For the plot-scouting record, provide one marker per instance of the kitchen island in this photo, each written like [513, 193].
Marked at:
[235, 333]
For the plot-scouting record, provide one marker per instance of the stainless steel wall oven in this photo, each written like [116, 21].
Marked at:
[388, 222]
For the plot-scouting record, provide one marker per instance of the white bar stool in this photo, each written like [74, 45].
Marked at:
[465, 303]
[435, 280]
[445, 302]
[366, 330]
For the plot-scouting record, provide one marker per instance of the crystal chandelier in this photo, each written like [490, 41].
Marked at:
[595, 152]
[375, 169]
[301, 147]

--

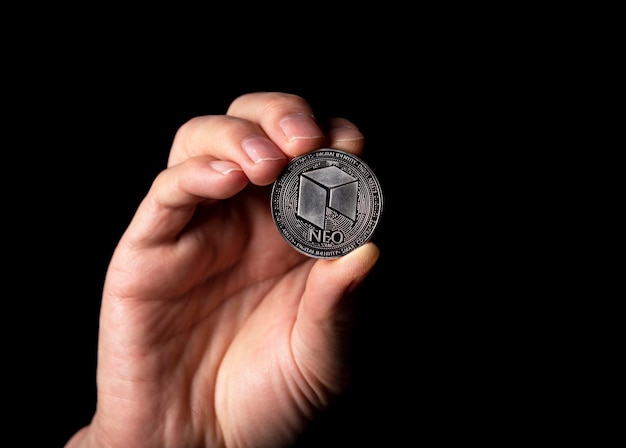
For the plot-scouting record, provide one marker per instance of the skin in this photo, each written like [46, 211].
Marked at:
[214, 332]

TASK STATEMENT: From the entries, copy out each line containing the word "written".

ANSWER SECTION:
For the plot-scouting record, provide one marker per instance of the kitchen island in this photo, each written like [513, 193].
For the plot-scouting record, provide one marker per instance of the stainless steel wall oven in this photo, each written like [116, 21].
For the plot-scouting record, provide one marker per instance of the white bar stool in this photo, each written like [74, 45].
For the plot-scouting record, provide one marker per instance of the crystal chandelier in this photo, each written like [490, 41].
For the plot-scouting record, provide one marker per instance of the skin in this photo, each written like [46, 211].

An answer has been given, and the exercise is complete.